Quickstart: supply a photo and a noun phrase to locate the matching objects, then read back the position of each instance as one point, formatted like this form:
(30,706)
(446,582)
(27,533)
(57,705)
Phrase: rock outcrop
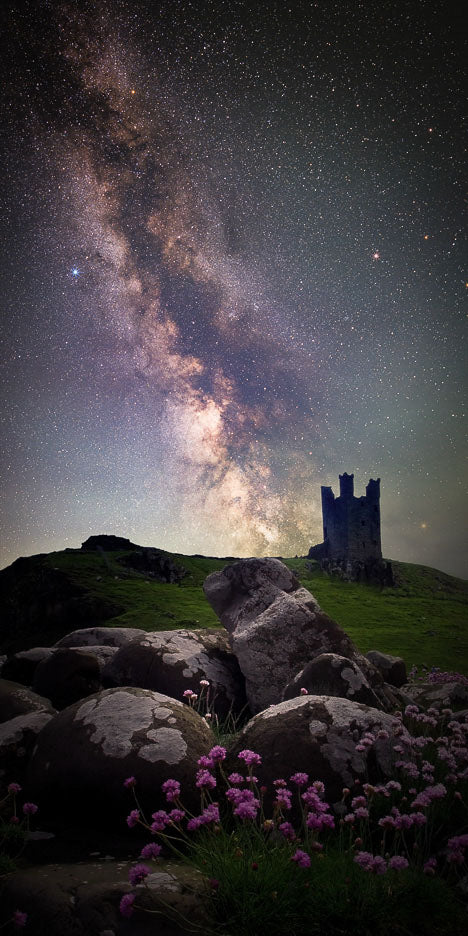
(276,627)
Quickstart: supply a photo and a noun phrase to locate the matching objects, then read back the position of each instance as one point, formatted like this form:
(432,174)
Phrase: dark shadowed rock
(67,675)
(16,699)
(83,899)
(17,739)
(173,661)
(100,636)
(320,735)
(393,669)
(276,627)
(22,666)
(84,755)
(333,675)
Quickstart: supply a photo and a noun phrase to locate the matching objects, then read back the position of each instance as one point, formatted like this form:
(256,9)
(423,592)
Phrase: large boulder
(83,756)
(393,669)
(17,739)
(276,627)
(334,675)
(67,675)
(22,666)
(16,699)
(321,735)
(174,661)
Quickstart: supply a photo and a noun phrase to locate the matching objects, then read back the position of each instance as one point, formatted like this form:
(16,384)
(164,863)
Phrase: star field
(235,266)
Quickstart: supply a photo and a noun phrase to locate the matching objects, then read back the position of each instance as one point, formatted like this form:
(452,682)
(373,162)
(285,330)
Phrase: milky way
(235,267)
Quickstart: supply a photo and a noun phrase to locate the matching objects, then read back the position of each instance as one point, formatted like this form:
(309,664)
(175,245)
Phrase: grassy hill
(423,619)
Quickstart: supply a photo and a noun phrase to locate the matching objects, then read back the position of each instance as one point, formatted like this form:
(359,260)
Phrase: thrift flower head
(235,779)
(161,820)
(205,779)
(300,779)
(137,874)
(217,753)
(133,818)
(151,850)
(172,789)
(301,858)
(126,904)
(250,757)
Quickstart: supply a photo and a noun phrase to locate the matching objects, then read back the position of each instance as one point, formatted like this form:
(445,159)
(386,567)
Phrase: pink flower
(161,820)
(205,761)
(300,779)
(29,809)
(137,874)
(152,850)
(398,863)
(133,818)
(235,778)
(172,789)
(247,809)
(217,753)
(126,904)
(250,757)
(205,779)
(301,858)
(176,815)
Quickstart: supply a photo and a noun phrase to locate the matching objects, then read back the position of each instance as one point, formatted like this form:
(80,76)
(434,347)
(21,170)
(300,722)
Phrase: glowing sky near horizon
(236,266)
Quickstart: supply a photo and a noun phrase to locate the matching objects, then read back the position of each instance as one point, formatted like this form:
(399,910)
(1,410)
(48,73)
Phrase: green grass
(423,619)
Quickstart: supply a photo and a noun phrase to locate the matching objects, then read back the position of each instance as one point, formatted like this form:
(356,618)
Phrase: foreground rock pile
(103,704)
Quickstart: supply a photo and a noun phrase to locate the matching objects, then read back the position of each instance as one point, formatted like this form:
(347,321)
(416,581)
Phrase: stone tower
(351,525)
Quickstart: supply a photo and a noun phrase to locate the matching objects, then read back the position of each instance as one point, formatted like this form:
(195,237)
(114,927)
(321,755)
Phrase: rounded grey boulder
(85,753)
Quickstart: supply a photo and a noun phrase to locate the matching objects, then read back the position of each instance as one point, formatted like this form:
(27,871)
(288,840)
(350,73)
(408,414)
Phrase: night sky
(234,266)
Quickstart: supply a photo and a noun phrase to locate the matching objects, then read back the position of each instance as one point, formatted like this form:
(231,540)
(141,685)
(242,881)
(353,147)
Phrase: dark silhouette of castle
(351,525)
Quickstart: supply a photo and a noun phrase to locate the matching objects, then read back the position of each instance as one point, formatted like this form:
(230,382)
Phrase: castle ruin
(351,532)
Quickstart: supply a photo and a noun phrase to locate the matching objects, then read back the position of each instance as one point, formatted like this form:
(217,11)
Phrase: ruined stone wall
(351,525)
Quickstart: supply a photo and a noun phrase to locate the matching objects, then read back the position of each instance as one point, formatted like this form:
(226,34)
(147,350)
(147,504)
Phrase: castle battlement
(351,525)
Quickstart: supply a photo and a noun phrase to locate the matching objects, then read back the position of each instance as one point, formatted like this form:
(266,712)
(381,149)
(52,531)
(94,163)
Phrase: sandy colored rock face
(173,661)
(276,627)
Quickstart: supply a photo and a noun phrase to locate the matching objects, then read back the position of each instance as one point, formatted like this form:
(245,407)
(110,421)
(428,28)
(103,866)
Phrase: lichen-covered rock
(100,636)
(333,675)
(173,661)
(17,739)
(276,627)
(393,669)
(320,735)
(16,699)
(67,675)
(22,665)
(87,751)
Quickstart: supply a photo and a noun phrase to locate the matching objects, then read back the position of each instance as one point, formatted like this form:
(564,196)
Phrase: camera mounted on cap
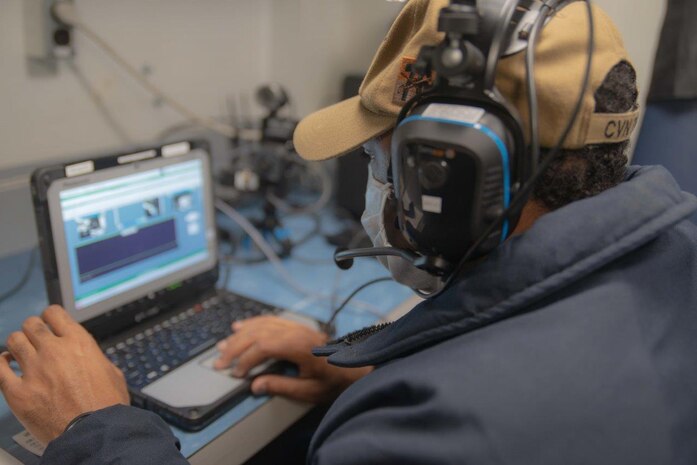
(455,59)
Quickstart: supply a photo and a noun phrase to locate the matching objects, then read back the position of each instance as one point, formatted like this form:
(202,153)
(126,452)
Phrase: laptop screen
(130,231)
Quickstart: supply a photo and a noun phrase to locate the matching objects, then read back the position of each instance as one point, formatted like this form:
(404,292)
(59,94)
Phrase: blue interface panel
(129,231)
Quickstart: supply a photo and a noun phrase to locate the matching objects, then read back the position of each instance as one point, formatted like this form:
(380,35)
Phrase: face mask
(378,195)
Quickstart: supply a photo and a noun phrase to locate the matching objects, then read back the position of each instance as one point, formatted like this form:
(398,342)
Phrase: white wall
(318,42)
(200,51)
(203,51)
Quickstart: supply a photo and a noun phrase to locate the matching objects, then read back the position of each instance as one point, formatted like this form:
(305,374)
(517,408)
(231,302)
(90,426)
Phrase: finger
(36,331)
(8,379)
(230,349)
(21,348)
(306,390)
(59,320)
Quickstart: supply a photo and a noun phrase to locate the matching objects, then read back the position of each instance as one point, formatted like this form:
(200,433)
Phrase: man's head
(593,156)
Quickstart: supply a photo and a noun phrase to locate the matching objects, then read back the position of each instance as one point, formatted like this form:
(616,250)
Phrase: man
(573,343)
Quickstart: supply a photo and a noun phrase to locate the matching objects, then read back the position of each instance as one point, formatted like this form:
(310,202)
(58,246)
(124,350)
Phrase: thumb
(306,390)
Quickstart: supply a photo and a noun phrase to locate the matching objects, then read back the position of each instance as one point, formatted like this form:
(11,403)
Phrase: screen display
(128,231)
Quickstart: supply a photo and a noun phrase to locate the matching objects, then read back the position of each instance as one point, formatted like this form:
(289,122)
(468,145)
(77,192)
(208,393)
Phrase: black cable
(522,195)
(532,86)
(330,322)
(23,280)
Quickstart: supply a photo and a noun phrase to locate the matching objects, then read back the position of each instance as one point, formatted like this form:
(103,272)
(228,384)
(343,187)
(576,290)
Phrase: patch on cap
(409,83)
(612,128)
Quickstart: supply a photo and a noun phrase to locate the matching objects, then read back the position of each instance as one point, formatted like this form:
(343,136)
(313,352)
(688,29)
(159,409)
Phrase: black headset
(460,166)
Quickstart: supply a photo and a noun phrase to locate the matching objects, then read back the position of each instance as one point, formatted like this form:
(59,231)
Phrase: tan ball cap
(560,62)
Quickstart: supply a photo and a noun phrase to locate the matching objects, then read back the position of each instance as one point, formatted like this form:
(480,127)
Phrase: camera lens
(434,174)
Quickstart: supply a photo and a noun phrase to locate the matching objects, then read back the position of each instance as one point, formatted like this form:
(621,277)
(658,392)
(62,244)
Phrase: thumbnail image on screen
(128,231)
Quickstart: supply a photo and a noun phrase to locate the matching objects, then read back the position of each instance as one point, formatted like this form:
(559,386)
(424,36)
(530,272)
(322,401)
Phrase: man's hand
(259,339)
(64,374)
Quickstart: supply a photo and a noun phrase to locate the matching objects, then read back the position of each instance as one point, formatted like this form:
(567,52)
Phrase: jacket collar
(561,248)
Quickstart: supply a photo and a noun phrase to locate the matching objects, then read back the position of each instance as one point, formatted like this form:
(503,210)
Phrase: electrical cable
(353,294)
(532,85)
(326,189)
(522,196)
(66,13)
(23,280)
(275,260)
(98,102)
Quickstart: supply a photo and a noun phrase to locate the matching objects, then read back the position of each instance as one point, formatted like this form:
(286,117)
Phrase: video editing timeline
(128,231)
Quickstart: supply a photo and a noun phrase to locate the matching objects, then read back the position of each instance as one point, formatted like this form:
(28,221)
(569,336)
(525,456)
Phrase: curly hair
(578,174)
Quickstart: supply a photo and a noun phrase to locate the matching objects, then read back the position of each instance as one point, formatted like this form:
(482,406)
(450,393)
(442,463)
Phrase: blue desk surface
(316,271)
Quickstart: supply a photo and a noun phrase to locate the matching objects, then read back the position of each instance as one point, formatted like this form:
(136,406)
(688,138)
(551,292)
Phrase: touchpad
(256,371)
(194,383)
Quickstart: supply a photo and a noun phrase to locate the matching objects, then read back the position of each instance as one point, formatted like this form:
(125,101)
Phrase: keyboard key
(158,350)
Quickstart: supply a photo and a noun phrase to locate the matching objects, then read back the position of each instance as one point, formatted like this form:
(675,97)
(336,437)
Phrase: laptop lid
(125,228)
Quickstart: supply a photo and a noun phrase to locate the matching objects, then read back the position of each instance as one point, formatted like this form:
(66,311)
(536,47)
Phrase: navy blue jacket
(574,343)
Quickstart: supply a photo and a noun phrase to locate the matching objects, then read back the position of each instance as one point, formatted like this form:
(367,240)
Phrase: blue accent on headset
(502,150)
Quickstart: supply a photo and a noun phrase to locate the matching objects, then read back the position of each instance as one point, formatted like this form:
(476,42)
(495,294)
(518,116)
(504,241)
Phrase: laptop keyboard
(156,350)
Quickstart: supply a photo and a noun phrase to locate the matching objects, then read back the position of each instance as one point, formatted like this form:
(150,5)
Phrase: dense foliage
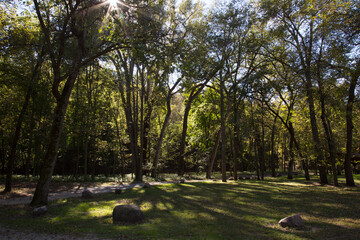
(146,87)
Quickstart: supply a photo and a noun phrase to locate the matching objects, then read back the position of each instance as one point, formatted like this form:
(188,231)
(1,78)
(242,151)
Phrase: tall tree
(68,45)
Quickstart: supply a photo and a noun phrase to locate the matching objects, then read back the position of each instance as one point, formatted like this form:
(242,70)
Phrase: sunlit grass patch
(246,209)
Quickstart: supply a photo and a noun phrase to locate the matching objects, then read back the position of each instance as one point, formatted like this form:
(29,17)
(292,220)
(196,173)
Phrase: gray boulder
(86,194)
(118,191)
(127,214)
(39,211)
(294,221)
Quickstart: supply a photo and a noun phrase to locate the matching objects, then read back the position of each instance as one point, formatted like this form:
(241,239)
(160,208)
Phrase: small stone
(127,213)
(39,211)
(86,194)
(294,221)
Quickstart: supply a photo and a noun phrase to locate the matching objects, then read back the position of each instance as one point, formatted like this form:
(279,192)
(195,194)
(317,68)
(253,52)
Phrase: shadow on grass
(236,210)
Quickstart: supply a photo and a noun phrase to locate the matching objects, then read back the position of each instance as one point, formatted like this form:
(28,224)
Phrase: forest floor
(244,209)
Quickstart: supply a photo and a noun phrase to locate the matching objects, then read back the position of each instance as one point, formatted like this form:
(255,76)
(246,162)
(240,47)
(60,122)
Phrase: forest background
(149,87)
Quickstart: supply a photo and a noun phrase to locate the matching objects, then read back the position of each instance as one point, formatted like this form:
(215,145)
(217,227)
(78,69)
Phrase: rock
(294,221)
(39,211)
(128,214)
(86,194)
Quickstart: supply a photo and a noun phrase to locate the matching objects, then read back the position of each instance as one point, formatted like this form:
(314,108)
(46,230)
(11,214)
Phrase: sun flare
(113,3)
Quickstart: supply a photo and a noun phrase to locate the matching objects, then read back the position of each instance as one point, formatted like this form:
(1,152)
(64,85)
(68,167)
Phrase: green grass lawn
(245,209)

※

AIM OF THE EXERCISE. Select each line from the items above that contains the word "castle".

FULL SOLUTION.
Phrase: dark silhouette of castle
Phrase: castle ruin
Phrase: castle battlement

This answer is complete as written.